◆ EXERCISE ◆
Please locate each line in the rows below that contains the word "picnic" and copy those lines.

◆ PROVIDED DATA ◆
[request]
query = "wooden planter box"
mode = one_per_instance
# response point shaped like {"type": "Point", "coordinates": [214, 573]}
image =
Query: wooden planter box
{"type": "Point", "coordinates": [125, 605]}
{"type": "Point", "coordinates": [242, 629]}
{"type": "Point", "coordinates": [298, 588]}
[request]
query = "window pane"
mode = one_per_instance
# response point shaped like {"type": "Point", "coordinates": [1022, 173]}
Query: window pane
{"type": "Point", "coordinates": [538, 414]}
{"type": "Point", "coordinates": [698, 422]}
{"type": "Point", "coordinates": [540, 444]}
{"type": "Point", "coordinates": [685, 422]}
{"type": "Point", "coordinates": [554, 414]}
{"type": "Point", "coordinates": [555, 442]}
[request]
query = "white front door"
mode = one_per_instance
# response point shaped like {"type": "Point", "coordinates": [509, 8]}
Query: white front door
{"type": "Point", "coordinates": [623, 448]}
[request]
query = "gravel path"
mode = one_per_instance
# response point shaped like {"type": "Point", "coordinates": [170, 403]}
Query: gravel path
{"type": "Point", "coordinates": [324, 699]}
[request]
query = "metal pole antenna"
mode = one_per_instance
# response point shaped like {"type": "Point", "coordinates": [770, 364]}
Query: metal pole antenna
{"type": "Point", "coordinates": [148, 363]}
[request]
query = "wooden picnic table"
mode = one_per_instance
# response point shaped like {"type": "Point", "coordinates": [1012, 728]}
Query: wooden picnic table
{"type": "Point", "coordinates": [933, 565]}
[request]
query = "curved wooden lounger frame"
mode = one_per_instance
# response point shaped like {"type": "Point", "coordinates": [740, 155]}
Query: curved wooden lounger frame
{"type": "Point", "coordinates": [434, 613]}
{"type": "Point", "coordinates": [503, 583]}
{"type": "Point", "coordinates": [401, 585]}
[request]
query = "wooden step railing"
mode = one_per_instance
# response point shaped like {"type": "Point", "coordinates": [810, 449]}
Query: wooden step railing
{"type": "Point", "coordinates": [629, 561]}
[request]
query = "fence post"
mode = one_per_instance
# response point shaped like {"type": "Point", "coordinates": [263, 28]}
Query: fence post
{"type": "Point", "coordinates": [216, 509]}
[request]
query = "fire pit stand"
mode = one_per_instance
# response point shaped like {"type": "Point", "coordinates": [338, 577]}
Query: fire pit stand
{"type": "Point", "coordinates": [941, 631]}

◆ FINAL RESULT ◆
query = "wooden picnic table"
Query: wooden picnic table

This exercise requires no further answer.